──────── THE RECORDS

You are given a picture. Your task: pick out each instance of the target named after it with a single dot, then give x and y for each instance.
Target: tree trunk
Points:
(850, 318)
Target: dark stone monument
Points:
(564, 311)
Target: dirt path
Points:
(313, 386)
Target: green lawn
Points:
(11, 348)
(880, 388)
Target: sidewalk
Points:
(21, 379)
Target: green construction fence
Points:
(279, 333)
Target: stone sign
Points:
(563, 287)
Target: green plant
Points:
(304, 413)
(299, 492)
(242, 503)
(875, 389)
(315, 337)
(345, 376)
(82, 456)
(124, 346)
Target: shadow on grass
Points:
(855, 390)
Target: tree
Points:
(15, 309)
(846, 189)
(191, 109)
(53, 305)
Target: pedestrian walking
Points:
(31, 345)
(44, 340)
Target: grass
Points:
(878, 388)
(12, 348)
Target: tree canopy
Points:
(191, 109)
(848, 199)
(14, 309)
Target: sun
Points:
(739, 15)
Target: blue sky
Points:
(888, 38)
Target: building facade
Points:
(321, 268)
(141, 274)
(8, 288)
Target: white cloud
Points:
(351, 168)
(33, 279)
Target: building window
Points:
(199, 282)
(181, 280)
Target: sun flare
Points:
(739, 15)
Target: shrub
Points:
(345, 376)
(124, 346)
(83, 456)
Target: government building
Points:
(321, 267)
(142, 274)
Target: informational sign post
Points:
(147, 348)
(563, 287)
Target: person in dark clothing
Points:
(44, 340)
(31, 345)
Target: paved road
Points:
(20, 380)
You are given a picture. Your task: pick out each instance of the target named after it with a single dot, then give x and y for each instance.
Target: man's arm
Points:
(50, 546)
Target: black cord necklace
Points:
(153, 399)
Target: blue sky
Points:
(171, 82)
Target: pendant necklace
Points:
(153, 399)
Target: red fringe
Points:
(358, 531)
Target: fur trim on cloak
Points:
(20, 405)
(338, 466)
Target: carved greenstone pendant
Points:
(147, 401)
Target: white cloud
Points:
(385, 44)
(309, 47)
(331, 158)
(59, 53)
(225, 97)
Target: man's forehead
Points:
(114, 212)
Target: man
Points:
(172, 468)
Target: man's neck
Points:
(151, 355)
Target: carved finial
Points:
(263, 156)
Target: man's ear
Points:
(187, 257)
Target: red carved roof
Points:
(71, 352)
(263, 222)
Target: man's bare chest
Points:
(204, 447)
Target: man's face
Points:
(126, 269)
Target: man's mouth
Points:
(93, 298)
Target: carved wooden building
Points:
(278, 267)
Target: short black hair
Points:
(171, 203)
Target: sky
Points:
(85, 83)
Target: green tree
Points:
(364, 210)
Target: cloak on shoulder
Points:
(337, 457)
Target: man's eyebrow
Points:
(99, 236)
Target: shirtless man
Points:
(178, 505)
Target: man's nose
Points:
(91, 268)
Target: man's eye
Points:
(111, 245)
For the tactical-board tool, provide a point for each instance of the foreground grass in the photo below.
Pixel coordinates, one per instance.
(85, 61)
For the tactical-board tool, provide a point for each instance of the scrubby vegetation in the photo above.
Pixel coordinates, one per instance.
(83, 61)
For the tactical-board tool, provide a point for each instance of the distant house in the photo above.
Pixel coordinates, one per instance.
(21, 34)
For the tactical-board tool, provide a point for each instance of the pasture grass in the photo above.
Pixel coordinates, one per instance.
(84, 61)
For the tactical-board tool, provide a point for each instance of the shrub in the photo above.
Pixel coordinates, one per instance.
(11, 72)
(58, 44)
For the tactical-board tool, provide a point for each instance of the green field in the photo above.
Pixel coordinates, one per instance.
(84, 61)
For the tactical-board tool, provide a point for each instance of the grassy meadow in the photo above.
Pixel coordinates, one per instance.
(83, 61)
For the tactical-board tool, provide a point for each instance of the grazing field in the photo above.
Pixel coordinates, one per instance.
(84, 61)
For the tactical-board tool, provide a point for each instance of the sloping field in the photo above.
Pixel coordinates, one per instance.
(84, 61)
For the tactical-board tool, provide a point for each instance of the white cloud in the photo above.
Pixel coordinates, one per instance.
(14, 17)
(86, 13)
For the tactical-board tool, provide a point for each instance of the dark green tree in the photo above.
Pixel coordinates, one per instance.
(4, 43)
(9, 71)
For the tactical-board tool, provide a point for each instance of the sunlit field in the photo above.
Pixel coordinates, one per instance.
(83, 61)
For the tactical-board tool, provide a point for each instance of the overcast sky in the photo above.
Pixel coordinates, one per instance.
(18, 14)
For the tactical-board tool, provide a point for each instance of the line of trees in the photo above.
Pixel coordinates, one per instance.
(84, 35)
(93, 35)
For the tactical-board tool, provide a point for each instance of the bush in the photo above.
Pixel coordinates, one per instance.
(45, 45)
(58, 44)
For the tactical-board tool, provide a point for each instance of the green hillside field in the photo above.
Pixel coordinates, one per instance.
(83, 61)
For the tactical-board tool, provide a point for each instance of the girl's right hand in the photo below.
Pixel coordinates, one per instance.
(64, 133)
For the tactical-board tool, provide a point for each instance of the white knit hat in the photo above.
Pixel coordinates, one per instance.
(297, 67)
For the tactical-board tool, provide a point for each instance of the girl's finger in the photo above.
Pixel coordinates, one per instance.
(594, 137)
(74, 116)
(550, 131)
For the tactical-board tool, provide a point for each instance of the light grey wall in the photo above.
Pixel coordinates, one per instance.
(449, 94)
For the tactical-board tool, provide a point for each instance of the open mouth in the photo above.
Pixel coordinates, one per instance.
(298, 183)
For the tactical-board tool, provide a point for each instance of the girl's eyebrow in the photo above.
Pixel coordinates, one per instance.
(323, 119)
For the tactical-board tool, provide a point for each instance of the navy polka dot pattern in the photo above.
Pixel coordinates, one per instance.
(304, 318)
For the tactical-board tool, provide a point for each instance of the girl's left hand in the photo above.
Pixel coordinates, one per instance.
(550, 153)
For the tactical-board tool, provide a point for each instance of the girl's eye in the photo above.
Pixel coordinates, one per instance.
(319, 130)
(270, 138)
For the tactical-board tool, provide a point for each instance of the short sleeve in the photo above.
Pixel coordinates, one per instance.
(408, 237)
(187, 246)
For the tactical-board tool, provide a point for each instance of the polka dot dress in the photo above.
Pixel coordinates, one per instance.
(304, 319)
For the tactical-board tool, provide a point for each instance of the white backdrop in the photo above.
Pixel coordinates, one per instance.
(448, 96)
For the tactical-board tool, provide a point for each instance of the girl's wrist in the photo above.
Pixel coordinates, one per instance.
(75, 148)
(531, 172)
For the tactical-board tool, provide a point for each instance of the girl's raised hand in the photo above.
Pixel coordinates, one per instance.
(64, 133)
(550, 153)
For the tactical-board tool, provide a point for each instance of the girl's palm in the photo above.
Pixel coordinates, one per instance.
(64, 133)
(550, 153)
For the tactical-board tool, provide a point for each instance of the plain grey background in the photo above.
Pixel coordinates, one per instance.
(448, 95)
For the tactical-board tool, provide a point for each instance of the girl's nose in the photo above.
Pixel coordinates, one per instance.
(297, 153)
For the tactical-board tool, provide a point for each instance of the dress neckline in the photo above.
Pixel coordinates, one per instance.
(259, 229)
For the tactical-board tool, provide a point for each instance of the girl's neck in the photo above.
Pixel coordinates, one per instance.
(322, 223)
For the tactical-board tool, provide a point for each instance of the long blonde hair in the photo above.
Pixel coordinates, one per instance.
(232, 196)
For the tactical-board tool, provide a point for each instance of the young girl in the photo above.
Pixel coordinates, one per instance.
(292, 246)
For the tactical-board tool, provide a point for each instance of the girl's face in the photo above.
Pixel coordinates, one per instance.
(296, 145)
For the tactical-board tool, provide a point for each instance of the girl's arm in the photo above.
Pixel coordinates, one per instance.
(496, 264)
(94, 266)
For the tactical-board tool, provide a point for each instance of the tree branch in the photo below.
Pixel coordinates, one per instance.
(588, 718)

────────────────

TASK BRIEF: Please restate the records word for word. Go from the first line to the line with "Target: carved greenstone pendant" and include both.

TASK RESULT:
You are given a picture. Your task: pick out each instance of the target named after it with a single dot, then give x and y for each instance.
Target: tree trunk
Points:
(850, 318)
Target: dark stone monument
Points:
(564, 311)
Target: dirt path
Points:
(313, 386)
Target: green lawn
Points:
(11, 348)
(880, 388)
Target: sidewalk
Points:
(21, 379)
Target: green construction fence
Points:
(279, 333)
Target: stone sign
Points:
(563, 287)
Target: green plant
Points:
(304, 413)
(299, 492)
(242, 503)
(875, 389)
(315, 337)
(345, 376)
(82, 456)
(124, 346)
Target: shadow on grass
Points:
(855, 390)
Target: tree
Points:
(15, 309)
(846, 189)
(191, 109)
(53, 305)
Target: pedestrian walking
Points:
(31, 345)
(44, 340)
Target: grass
Points:
(878, 388)
(12, 348)
Target: tree canopy
Points:
(191, 109)
(848, 199)
(14, 309)
Target: sun
Points:
(739, 15)
Target: blue sky
Points:
(888, 38)
Target: building facade
Points:
(321, 268)
(141, 274)
(8, 288)
Target: white cloud
Points:
(351, 168)
(33, 279)
Target: building window
Points:
(199, 282)
(181, 280)
Target: sun flare
Points:
(739, 15)
Target: shrub
Points:
(345, 376)
(124, 346)
(83, 456)
Target: government building
Points:
(321, 267)
(142, 274)
Target: informational sign post
Points:
(147, 348)
(563, 287)
Target: person in dark clothing
Points:
(44, 340)
(31, 345)
Target: paved road
Points:
(20, 380)
You are given a picture. Your task: pick out each instance of the target named after it with a single dot, then give x and y for each instance.
Target: man's arm
Points:
(50, 546)
Target: black cord necklace
Points:
(153, 399)
Target: blue sky
Points:
(171, 82)
Target: pendant necklace
Points:
(153, 399)
Target: red fringe
Points:
(358, 531)
Target: fur trim on cloak
Points:
(20, 405)
(338, 466)
Target: carved greenstone pendant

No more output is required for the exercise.